### REQUIRED TASK
Below is a block of records: output all of them exactly and leave out the pictures.

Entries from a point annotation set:
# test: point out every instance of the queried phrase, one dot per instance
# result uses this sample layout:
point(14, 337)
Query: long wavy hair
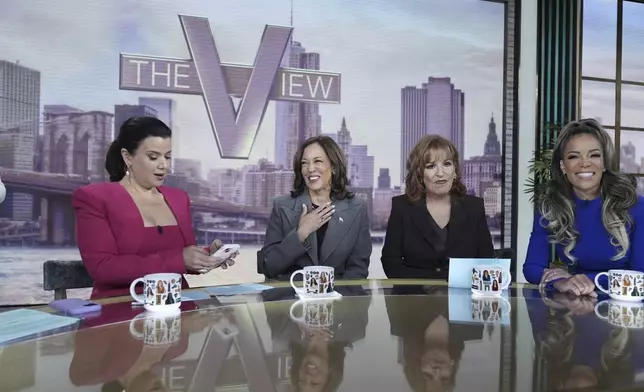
point(339, 179)
point(618, 193)
point(420, 156)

### WRITTEN SOLUTION
# test: point out every instance of the queried phrase, one dot per instance
# result uses this sample layout:
point(14, 337)
Query: long wavy hair
point(339, 179)
point(618, 193)
point(420, 156)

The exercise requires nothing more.